[[ Data for this exercise open ]]

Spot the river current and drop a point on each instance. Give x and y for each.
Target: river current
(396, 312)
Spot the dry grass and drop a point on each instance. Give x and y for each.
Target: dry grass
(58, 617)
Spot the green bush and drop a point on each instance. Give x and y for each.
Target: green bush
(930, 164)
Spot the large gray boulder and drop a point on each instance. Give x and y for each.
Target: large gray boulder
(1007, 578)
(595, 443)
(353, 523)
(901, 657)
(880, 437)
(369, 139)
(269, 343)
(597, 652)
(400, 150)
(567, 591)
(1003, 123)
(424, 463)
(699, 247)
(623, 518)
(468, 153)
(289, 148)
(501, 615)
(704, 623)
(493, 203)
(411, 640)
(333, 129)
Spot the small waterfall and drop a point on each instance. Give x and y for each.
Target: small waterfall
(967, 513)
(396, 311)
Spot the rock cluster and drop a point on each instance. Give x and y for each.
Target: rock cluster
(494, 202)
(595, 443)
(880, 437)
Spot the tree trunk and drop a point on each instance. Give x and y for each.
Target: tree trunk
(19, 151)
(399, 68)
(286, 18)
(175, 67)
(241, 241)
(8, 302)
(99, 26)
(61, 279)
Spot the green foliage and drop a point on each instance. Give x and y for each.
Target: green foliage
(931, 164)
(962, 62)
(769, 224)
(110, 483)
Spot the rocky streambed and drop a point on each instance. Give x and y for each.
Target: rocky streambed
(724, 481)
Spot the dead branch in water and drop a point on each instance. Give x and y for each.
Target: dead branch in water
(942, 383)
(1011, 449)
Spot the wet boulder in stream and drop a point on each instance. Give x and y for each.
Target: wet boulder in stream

[[ Data for this exercise closed ]]

→ **Prompt**:
Could you repeat every record above exactly as it appears?

→ **Exercise output**:
Spot the river current and drop a point on each instance. Give x and y for each.
Target: river current
(396, 312)
Spot the dry grass and drop a point on each instance. Give x and y for each.
Target: dry grass
(58, 617)
Spot the green bush and drop a point on each instance. Give x and y for each.
Target: green bush
(930, 164)
Spot the large gray boulder and drop a point on each instance. Give x and y for each.
Target: large gray boulder
(1007, 578)
(595, 443)
(353, 523)
(901, 657)
(880, 437)
(369, 139)
(269, 343)
(597, 652)
(400, 150)
(567, 591)
(1003, 123)
(424, 463)
(699, 247)
(623, 518)
(468, 153)
(289, 148)
(501, 615)
(704, 623)
(493, 203)
(411, 640)
(333, 129)
Spot the small waterfall and drop a point on each instance. Give x and y for each.
Target: small waterfall
(967, 513)
(396, 311)
Spot the rock cluster and drop a point on each instance. Give x and y for each.
Target: rock cluster
(494, 202)
(595, 443)
(880, 437)
Spot the tree trunk and drop a point on each instance. Give x and y for each.
Target: tree trunk
(19, 151)
(399, 68)
(286, 18)
(175, 67)
(241, 241)
(8, 302)
(99, 26)
(61, 279)
Spot the green foliage and drop a point on each instance. Give x and y for each.
Target: green foliage
(931, 164)
(962, 62)
(769, 224)
(110, 483)
Spot the rocky streambed and drop a point on each instance. Give x and y for each.
Target: rocky streambed
(724, 481)
Spot the dead branch in water and drop a point on each instance. Give x and y for each.
Target: dead branch in water
(942, 383)
(1011, 449)
Spot the wet boulder in stream and drop a point on each instance. Give x and y for each.
Target: wet boulder in stream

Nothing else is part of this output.